━━━━━ Dataset records

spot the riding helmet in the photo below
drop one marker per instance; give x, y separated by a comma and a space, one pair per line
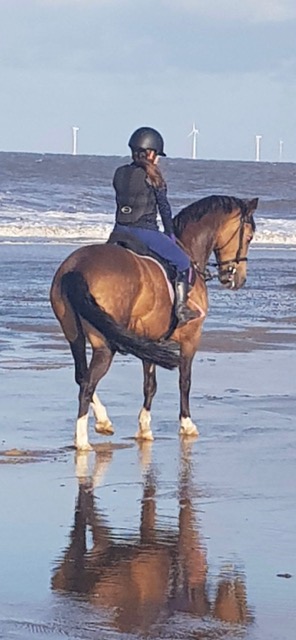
147, 138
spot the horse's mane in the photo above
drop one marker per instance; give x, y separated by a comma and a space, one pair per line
210, 204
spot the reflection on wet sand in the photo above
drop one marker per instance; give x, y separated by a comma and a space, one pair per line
144, 582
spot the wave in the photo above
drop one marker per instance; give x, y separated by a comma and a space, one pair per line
80, 228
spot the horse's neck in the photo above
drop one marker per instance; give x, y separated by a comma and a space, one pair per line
199, 243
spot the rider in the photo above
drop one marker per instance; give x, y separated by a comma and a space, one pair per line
141, 192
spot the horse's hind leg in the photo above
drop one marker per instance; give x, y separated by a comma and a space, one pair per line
78, 348
98, 367
187, 427
144, 420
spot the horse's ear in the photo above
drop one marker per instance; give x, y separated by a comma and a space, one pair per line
252, 205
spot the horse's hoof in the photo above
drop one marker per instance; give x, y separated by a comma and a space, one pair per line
104, 428
83, 447
188, 428
144, 435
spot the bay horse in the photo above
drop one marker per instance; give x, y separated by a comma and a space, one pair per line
120, 301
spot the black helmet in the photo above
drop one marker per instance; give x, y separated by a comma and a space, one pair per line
147, 138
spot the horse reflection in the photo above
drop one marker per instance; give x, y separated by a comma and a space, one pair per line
145, 581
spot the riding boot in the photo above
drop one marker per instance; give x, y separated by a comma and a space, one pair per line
183, 313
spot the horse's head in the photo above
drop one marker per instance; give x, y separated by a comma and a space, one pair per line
232, 245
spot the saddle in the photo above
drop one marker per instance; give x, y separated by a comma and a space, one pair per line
129, 241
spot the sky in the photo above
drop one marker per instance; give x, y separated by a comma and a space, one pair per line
110, 66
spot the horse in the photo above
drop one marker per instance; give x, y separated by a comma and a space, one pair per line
120, 301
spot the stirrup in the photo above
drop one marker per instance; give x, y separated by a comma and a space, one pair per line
184, 315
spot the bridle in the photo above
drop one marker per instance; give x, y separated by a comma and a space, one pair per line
231, 265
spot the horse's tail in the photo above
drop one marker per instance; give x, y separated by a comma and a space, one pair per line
76, 289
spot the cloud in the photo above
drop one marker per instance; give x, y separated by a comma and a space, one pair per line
117, 36
248, 11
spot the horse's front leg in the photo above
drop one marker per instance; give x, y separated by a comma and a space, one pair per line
99, 365
149, 387
187, 427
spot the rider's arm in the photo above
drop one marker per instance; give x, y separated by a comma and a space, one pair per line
165, 211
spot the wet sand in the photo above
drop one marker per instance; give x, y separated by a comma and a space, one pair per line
169, 540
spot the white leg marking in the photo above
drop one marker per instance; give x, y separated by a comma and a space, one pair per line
187, 427
81, 438
144, 421
81, 466
103, 424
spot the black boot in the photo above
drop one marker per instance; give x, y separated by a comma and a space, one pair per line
183, 313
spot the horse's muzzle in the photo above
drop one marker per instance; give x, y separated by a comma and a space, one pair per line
231, 277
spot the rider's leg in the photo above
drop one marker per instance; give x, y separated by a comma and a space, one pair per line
166, 248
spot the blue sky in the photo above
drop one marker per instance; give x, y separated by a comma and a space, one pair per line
109, 66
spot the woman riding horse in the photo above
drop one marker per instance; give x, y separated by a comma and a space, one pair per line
141, 192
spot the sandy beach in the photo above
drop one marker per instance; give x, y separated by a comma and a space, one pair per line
168, 540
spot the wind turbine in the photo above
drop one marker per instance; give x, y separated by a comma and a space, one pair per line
257, 151
194, 133
74, 148
281, 150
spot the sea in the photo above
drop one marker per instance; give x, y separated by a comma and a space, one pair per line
50, 204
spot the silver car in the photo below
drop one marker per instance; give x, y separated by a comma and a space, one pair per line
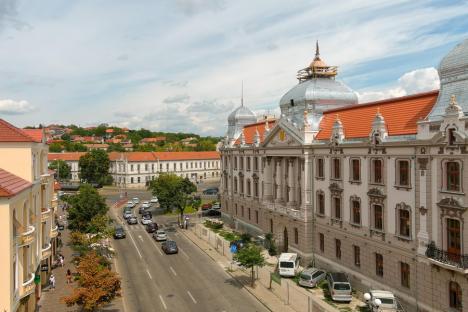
311, 277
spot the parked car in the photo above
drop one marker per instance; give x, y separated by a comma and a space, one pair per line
160, 235
381, 300
339, 287
132, 220
151, 227
170, 247
119, 232
311, 277
211, 213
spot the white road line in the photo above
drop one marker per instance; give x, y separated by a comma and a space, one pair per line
133, 241
149, 274
191, 297
162, 301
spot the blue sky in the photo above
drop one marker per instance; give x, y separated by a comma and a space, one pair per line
177, 65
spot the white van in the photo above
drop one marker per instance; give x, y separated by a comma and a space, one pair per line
288, 264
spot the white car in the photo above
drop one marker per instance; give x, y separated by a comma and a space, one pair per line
160, 235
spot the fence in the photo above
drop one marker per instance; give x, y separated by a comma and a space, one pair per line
286, 289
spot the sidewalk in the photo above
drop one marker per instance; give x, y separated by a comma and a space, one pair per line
262, 294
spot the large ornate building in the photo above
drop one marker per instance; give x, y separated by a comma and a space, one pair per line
376, 190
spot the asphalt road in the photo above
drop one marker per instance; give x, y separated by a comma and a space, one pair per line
187, 281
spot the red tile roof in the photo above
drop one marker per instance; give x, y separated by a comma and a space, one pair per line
10, 184
9, 133
401, 116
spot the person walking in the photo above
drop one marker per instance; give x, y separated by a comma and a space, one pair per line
69, 281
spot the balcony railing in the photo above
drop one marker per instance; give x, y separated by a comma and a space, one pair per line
447, 258
27, 287
26, 237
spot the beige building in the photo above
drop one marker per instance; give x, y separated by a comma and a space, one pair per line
375, 190
28, 231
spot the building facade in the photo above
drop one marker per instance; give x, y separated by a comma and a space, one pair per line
27, 209
375, 190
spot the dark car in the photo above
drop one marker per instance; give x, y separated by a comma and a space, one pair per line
170, 247
119, 233
211, 213
151, 227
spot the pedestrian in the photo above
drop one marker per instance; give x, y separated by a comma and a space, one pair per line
69, 281
52, 281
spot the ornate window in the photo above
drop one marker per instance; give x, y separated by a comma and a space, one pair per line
455, 296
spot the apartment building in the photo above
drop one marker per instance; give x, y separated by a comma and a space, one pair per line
375, 190
27, 212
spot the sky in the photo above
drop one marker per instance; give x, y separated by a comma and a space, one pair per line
178, 65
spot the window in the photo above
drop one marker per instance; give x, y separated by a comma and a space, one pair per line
453, 176
355, 170
455, 296
356, 211
357, 256
321, 203
338, 248
378, 217
403, 172
405, 274
336, 168
320, 171
378, 264
322, 242
337, 207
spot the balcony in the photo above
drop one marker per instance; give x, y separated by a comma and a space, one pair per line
46, 251
54, 232
26, 237
27, 287
447, 260
45, 214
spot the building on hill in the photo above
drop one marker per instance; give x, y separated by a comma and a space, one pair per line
27, 211
375, 190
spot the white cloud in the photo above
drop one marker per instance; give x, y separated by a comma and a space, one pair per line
12, 107
416, 81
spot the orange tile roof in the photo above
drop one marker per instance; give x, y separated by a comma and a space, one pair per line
400, 114
249, 131
65, 156
10, 184
9, 133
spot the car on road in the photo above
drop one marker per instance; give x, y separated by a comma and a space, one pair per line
160, 235
132, 220
311, 277
170, 247
211, 213
151, 227
119, 232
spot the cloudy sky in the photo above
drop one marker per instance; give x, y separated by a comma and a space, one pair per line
177, 65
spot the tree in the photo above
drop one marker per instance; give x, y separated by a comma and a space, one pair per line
250, 257
84, 207
62, 168
94, 167
97, 284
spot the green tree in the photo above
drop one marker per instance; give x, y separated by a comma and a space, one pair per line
62, 168
94, 167
250, 257
84, 207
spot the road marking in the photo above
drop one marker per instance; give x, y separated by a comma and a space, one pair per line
162, 301
191, 297
149, 274
133, 241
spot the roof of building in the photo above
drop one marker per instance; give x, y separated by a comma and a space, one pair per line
10, 184
10, 133
401, 116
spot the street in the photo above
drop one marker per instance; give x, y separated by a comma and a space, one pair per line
187, 281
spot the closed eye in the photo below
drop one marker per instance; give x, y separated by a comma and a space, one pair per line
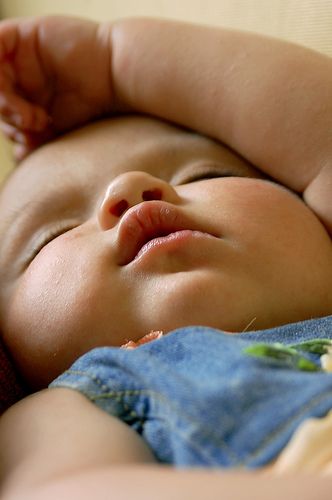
206, 176
46, 238
201, 172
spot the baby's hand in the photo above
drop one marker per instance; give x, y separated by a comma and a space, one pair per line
309, 450
54, 75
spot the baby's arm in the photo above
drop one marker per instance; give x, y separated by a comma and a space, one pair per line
56, 444
270, 101
58, 432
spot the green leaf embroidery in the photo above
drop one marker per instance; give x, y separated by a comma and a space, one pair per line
284, 353
317, 346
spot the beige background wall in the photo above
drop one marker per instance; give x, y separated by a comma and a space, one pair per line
304, 21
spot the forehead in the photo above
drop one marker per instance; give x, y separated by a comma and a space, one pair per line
88, 158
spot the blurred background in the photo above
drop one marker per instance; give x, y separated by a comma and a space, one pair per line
308, 22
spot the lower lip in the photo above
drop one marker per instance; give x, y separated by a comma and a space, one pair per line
171, 241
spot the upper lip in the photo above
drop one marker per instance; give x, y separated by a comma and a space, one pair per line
146, 221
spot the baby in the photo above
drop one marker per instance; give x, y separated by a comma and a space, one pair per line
217, 216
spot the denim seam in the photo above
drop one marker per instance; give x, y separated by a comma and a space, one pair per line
283, 427
119, 395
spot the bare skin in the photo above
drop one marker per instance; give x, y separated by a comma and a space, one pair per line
129, 68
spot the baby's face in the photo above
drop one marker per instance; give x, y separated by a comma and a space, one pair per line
86, 262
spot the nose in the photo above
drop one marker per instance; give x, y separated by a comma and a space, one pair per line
130, 189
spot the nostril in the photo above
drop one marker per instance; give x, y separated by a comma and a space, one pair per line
119, 208
152, 194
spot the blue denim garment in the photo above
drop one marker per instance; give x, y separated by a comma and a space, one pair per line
199, 400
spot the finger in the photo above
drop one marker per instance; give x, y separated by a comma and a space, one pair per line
20, 152
8, 38
22, 114
13, 133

━━━━━━━━━━

• _Given request_
Copy out word for word the stretch of items from the line containing "spot the blurred" through the end of the items, with both ends included.

• _Full solution_
spot the blurred background in the photo above
drop one marker per instance; give x, y separated by a comma and a space, one pair per line
308, 22
spot the lower lip in the photo above
drop one marker per instance; give x, y separated by a comma and a space, one pair per line
171, 241
spot the upper lip in the photo above
drop one marker per instance; give x, y separated by a comma and a space, one pair per line
146, 221
spot the baby in the photo above
drop one marker per instance; give x, y separated by a comma and a space, one pair per line
217, 216
spot the denim seam in the photo above
drop one marker per instance; give x, y separated by a comma and a space, one pair per line
283, 427
119, 395
spot the bare skin in the photo above
drop one marker per instance; give x, y separated by a comma and a space, one pair per line
129, 68
spot the baby's face in the photo above
drop one marker per instance; give x, y separated by a comma and a space, one pair per line
86, 262
spot the nose in the photo above
drop one marker per instance; give x, y separated by a comma and a space, one pair per line
130, 189
spot the nostril in the photo above
drop one marker per instance; give x, y separated by a comma and a space, one pair per line
119, 208
152, 194
spot the blue denim garment in the photo above
drop one marker per instance; give x, y separated by a comma and a space, one pair per line
199, 400
spot the finger in the photo above
drop one marker per instance; give x, y separated by a comma and a space, one pair per line
20, 152
8, 38
22, 114
13, 133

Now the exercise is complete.